Work to do:
Rescale the lines below, starting at the first one and ending at the line that contains "<point>61,64</point>", with both of those lines included. Write out every line in full, multiplying each point coordinate by 1.1 and rounding it to a whole number, with halves rounded up.

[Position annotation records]
··········
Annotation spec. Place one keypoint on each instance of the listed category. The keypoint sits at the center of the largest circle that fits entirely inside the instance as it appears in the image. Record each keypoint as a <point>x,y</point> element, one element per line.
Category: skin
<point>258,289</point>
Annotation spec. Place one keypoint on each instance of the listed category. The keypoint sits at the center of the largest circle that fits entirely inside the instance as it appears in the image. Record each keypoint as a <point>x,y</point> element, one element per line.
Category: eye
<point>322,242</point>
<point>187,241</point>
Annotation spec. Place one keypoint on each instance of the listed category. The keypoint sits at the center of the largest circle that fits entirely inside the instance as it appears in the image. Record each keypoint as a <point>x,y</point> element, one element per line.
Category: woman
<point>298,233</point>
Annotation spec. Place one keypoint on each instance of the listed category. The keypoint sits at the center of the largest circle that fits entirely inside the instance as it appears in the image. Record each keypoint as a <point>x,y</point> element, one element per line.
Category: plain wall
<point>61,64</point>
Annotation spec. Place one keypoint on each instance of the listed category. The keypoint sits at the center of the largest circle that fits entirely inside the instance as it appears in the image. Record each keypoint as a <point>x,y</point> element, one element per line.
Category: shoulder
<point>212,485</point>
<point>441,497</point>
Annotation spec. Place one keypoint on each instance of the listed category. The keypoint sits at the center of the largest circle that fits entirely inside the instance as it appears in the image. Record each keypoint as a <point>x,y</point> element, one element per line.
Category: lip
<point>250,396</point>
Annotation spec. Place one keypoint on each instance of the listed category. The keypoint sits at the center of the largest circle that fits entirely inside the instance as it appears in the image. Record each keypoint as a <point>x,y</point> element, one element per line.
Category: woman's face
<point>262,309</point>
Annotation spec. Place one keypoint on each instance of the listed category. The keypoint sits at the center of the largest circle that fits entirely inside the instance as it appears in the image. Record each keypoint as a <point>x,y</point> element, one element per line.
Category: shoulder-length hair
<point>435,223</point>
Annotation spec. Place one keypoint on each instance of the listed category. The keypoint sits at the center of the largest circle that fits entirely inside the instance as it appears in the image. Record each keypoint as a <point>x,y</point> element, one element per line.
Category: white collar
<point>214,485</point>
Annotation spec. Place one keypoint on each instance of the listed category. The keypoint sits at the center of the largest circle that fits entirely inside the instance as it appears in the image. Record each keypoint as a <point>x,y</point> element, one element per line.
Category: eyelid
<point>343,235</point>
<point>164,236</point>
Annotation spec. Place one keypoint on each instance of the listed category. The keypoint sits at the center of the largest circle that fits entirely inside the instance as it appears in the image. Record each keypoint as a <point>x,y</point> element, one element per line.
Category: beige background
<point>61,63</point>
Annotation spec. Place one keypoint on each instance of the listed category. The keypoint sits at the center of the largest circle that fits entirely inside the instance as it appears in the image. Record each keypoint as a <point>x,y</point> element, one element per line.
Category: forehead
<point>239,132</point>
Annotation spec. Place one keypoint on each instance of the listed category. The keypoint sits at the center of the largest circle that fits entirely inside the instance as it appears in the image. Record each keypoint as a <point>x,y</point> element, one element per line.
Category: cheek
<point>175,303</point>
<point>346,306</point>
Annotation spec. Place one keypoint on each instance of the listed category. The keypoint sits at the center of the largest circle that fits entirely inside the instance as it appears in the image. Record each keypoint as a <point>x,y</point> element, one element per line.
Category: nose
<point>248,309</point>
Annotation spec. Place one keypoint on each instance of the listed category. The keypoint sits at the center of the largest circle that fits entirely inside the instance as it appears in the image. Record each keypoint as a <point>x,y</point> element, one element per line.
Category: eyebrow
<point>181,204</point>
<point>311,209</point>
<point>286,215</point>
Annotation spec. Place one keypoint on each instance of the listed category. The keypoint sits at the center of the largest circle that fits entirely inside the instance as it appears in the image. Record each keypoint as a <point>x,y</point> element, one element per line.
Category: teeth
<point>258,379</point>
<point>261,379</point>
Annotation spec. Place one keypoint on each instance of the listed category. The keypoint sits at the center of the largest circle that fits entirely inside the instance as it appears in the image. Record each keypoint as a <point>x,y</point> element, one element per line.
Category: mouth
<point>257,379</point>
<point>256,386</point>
··········
Written solution:
Annotation spec. Place one keypoint on each instance of the listed category. The keypoint sits at the center of the largest circle that fits entirely inside the instance as it appears in the image. Record each keypoint as a <point>x,y</point> element, one element per line.
Category: skin
<point>284,318</point>
Annotation spec. Place one keypoint on each instance of the listed category. The keypoint sits at the center of the largest circle that fits entirely inside the instance as it appears in the image. Record each keypoint as a <point>x,y</point> element, one element per line.
Category: eye
<point>354,266</point>
<point>206,265</point>
Annotation spec. Place one keypoint on each instance of the listed category. The keypoint sits at the center of the largest circle that fits entirely inside the instance as it appears in the image. Record each keypoint as a <point>x,y</point> element, one element per line.
Category: woman
<point>328,256</point>
Annotation spec. Place one keypoint on each instance of the listed category. The keypoint sits at the center of the largest circle that fits entirely inside the instance as it appears in the image. Record each keypoint as a <point>x,y</point> element, one element per line.
Category: plain wall
<point>67,70</point>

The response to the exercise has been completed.